> [The exercise] Switch "even-odd" to "nonzero" in the records below, from the line holding "Kindly outline every instance of the eye in" through the end of the records, both ends included, and give those lines again with everything else unchanged.

# Start of Material to process

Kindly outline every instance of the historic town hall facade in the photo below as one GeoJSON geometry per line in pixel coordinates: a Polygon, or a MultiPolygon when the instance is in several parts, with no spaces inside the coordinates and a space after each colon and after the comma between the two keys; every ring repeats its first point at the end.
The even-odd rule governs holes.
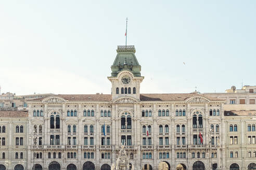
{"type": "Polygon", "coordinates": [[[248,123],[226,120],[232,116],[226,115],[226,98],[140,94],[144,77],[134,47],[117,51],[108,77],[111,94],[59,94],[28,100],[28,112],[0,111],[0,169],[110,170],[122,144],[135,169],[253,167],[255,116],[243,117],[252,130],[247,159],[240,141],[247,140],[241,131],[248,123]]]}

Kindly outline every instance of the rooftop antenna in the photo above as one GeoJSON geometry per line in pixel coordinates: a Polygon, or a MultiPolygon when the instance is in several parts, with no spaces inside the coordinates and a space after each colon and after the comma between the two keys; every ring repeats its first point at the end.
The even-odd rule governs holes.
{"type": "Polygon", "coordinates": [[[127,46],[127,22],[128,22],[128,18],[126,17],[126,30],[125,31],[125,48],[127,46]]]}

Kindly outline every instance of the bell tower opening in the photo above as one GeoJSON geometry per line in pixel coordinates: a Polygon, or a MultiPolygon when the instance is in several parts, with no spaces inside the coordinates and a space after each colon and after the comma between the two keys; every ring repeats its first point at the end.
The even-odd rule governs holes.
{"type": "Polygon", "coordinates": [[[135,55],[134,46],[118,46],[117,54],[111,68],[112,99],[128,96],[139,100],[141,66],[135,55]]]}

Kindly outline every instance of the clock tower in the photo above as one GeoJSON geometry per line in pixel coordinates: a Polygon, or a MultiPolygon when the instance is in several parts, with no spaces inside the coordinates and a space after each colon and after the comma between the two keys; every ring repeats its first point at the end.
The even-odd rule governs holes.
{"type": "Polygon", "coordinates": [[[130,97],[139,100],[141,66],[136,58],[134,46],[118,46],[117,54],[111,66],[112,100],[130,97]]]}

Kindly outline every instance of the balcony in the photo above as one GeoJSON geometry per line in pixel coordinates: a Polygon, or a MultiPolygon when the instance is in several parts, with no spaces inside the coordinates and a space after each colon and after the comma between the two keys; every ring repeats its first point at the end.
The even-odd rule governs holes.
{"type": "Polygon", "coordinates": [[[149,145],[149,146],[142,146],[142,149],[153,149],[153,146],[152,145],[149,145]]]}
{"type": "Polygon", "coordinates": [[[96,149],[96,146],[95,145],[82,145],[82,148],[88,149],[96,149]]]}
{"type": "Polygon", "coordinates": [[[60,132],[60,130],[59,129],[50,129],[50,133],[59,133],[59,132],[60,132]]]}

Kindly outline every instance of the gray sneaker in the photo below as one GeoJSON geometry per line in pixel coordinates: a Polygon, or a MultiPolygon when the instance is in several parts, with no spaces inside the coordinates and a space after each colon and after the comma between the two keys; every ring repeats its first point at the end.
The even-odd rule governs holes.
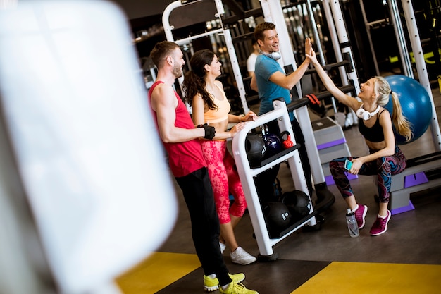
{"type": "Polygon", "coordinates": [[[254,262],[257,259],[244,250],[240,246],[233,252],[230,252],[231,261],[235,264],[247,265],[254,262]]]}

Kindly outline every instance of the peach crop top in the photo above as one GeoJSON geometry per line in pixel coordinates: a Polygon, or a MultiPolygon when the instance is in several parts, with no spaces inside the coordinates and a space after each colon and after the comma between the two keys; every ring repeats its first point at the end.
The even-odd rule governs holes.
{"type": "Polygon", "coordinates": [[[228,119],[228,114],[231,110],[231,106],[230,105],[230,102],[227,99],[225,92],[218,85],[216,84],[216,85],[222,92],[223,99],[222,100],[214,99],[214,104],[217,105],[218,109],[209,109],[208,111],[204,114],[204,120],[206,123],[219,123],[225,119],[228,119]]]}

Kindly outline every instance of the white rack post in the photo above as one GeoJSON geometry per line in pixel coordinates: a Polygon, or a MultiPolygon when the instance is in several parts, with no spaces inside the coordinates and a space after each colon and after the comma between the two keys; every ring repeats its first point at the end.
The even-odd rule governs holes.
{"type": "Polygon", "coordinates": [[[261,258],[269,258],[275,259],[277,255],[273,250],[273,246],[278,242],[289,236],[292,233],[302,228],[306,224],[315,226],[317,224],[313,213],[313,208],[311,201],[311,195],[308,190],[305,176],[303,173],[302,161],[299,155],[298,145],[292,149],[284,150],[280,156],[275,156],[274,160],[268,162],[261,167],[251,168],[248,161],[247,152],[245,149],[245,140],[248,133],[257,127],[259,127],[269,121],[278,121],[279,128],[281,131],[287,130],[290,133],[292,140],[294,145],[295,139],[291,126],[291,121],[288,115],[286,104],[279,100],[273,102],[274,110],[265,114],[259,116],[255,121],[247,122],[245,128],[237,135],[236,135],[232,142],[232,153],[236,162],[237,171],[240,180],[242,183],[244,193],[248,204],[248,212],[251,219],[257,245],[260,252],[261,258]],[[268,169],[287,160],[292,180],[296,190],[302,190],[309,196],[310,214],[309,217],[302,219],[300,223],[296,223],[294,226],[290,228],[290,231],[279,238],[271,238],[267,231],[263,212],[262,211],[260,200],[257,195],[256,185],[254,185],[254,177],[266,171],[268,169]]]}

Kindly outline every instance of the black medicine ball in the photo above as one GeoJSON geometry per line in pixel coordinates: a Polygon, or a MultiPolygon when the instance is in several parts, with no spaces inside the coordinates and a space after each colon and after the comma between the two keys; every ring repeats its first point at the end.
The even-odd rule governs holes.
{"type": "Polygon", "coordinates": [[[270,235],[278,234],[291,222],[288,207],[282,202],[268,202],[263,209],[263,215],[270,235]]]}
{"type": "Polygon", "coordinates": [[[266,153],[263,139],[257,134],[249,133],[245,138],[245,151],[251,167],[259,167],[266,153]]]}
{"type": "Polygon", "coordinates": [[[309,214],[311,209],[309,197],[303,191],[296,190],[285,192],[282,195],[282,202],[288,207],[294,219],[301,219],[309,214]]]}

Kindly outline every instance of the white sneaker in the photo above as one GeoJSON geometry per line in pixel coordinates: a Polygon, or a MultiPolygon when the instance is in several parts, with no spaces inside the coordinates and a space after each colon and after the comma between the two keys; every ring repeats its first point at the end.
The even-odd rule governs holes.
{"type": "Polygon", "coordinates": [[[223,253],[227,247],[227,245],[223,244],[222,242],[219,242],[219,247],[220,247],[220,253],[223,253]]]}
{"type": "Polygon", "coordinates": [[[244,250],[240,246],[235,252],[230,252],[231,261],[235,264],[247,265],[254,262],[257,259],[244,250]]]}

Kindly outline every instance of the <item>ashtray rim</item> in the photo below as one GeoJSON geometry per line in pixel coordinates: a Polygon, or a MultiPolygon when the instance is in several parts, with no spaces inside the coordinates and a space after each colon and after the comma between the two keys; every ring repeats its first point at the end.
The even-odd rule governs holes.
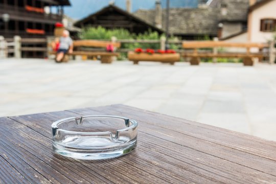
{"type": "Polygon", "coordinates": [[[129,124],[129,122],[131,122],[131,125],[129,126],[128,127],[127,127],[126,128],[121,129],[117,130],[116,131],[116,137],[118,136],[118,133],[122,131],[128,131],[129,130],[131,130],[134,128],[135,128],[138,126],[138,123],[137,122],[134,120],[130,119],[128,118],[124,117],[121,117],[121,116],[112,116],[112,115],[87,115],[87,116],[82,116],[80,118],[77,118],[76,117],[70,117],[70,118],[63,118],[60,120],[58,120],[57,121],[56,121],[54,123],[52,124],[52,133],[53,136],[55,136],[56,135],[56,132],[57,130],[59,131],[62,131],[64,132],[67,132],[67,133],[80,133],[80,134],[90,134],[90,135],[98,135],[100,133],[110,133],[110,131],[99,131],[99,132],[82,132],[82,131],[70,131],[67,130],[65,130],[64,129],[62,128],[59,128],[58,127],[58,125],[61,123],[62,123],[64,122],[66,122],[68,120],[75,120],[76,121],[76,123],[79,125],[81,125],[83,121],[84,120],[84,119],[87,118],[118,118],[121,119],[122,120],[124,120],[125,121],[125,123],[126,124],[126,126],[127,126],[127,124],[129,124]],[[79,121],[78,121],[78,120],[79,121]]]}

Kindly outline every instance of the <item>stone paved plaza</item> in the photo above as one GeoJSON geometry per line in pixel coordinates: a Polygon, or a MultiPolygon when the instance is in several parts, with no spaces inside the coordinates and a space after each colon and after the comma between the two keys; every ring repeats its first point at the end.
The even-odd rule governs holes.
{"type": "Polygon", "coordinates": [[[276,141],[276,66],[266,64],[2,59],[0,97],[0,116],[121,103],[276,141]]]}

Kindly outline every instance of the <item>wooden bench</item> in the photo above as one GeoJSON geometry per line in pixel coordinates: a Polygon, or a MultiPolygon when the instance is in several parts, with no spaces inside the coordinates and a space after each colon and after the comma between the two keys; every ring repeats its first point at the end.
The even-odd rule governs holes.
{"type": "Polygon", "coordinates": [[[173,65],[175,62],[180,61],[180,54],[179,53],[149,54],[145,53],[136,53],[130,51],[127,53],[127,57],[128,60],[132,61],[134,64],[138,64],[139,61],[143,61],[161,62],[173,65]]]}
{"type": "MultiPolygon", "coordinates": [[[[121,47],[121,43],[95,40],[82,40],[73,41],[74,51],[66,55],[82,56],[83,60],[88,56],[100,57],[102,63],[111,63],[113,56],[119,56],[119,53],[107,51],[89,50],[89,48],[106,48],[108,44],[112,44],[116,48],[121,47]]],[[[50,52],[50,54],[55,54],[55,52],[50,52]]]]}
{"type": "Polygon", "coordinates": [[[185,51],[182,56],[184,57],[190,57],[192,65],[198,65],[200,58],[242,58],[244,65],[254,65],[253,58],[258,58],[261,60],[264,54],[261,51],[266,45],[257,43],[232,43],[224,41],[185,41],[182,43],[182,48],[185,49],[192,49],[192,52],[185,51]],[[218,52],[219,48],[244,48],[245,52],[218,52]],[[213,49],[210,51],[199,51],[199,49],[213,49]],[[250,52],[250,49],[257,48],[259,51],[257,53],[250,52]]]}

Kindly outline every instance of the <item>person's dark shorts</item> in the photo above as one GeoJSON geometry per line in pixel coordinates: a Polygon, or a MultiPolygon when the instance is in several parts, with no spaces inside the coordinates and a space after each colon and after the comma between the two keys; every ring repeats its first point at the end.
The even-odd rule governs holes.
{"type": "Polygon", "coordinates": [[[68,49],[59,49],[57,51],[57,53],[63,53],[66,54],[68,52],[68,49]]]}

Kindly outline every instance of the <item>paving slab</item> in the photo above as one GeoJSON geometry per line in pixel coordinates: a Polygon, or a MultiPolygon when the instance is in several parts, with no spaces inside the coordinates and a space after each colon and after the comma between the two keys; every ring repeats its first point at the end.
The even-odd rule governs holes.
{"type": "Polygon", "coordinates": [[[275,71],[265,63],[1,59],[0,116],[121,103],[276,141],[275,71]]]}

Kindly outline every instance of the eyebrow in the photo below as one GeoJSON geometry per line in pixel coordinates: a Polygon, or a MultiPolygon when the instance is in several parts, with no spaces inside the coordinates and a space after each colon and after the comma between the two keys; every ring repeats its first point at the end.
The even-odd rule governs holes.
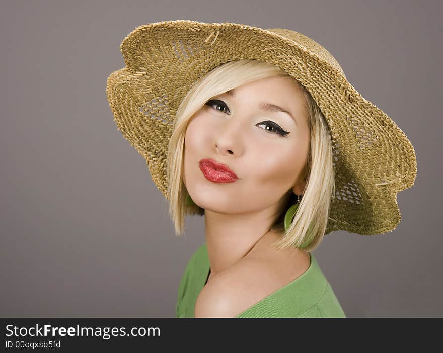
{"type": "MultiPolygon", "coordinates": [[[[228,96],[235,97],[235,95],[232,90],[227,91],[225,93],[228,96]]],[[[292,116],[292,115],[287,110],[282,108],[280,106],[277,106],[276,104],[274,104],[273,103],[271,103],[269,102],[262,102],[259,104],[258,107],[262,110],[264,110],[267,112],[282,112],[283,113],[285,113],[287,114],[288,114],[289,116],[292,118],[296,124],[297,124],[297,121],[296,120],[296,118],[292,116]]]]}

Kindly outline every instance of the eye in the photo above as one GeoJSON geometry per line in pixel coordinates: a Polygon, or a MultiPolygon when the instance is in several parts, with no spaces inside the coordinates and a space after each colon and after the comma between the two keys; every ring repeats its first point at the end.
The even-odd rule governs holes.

# End of Material to process

> [Exercise result]
Kindly outline every instance of the eye in the photo above as one GeoJSON geometry per line in pixel coordinates: a Polygon, or a MultiPolygon when the instance is in several parts, with no spaces inside the coordinates and a space after each colon and after the comma between the two keys; every ring repeats its first point at the end.
The nonzero rule governs holes.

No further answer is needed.